(Data listing)
= = =

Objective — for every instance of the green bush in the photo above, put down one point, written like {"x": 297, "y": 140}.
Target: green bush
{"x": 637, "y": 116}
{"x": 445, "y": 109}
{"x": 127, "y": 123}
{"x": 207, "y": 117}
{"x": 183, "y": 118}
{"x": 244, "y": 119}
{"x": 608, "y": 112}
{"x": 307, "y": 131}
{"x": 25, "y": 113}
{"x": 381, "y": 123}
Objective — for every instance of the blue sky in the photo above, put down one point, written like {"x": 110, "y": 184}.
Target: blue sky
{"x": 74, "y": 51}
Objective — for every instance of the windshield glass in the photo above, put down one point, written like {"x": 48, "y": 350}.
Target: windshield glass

= = =

Express every line of the records above as a numbered list, omitting blank lines.

* [Right answer]
1. Objective — for every instance of the green bush in the photo above, put down one point, written like {"x": 297, "y": 140}.
2. Target: green bush
3. {"x": 637, "y": 116}
4. {"x": 445, "y": 109}
5. {"x": 127, "y": 123}
6. {"x": 207, "y": 117}
7. {"x": 183, "y": 118}
8. {"x": 244, "y": 119}
9. {"x": 608, "y": 112}
10. {"x": 307, "y": 131}
11. {"x": 25, "y": 113}
12. {"x": 381, "y": 123}
13. Objective — for every instance of the blue sky in the photo above, put down one point, written like {"x": 110, "y": 184}.
14. Target: blue sky
15. {"x": 74, "y": 51}
16. Objective — for every instance of the windshield glass in the photo above, put down one point, written like {"x": 48, "y": 350}.
17. Target: windshield glass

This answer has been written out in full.